■ À FAIRE
**a.** Recopiez le passage de l'article sur le compte jaune de La Poste commençant à «C’est ainsi qu’un» et se terminant à «en deux temps.».
**b.** D'après l'article sur le compte jaune de La Poste, à quel montant de découvert Postfinance envoie-t-elle un premier avertissement ?
**c.** Énumérez tous les arguments de choc cités dans l'article sur le compte jaune de La Poste.

== PASSAGE PRÉSENTÉ ==

Tout le monde se souvient de la campagne publicitaire accrocheuse et très ciblée menée par La Poste l’an dernier pour inciter les jeunes à ouvrir un compte jaune: «Pas d’compte, pas d’pager, pas d’carrière de mannequin», etc. Opération semble-t-il couronnée de succès, de nombreuses personnes ayant cédé à des arguments de choc: cadeaux de bienvenue, pas de frais (ce ne sera plus vrai dès le 1er avril), postcard gratuite, etc.
Découvert doublé
«Et après avoir commandé sans aucune difficulté la panoplie du parfait utilisateur
du compte jaune, commente Pierre-Yves Bassin, éducateur au Relais de Morges, les jeunes n’ont plus qu’à puiser de l’argent là où il n’y en a pas, puisque La Poste autorise, durant vingt-huit jours, un découvert jusqu’à 1000 fr., voire plus. En effet, le temps que l’entreprise constate l’état du compte et qu’elle adresse ses rappels, quelques centaines de francs peuvent encore être tirés avant qu’il ne soit définitivement bloqué!»
C’est ainsi qu’un jeune adulte, aidé par Pierre-Yves Bassin dans la gestion de son dossier administratif et financier, s’est retrouvé avec un commandement de payer de 2000 fr. Comment est-il possible de doubler un découvert que La Poste est déjà le seul établissement à accorder sans négociation préalable? L’explication viendra en deux temps.
«Dès que le découvert atteint 200 fr., nous a d’abord expliqué Cyrill Luchsinger, de Postfinance, nous envoyons un premier avertissement, sans plus. Mais dès qu’il dépasse la limite de 1000 fr., nous faisons parvenir une sommation et bloquons les comptes dans les heures qui suivent.»

===
== ENTRÉES FOURNIES ==

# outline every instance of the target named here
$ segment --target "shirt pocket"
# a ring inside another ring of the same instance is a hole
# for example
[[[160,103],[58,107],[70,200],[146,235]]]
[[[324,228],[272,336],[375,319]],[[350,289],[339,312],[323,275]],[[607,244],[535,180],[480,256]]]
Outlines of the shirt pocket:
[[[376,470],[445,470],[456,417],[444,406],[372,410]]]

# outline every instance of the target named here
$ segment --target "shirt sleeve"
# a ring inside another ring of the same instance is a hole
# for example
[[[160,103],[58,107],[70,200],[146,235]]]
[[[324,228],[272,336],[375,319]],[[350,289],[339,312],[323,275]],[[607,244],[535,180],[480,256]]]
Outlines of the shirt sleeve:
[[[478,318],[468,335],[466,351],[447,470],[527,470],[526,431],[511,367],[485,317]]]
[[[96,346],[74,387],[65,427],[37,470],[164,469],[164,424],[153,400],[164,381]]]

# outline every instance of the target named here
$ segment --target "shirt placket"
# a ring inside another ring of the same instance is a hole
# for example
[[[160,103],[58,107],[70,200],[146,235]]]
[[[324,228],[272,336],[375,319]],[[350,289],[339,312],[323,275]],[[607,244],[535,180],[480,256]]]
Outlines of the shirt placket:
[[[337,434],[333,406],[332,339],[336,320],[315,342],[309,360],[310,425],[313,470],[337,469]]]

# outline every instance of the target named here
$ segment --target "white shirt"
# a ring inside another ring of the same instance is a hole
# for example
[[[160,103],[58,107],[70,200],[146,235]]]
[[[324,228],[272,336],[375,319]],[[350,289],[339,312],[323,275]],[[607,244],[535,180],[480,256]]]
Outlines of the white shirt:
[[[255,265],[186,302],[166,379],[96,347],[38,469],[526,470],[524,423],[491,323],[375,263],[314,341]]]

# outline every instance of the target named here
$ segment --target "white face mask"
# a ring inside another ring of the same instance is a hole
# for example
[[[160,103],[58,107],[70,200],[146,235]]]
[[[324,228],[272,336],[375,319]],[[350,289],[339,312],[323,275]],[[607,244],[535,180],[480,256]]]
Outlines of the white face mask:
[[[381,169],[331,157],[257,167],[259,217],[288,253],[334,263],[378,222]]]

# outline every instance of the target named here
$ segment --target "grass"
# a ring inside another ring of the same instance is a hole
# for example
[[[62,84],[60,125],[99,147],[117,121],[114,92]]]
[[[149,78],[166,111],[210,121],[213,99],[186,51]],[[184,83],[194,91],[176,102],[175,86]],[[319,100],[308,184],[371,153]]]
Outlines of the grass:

===

■ RÉPONSES
**a.**
C’est ainsi qu’un jeune adulte, aidé par Pierre-Yves Bassin dans la gestion de son dossier administratif et financier, s’est retrouvé avec un commandement de payer de 2000 fr. Comment est-il possible de doubler un découvert que La Poste est déjà le seul établissement à accorder sans négociation préalable? L’explication viendra en deux temps.

**b.** Dès que le découvert atteint 200 fr.

**c.** Cadeaux de bienvenue, pas de frais, postcard gratuite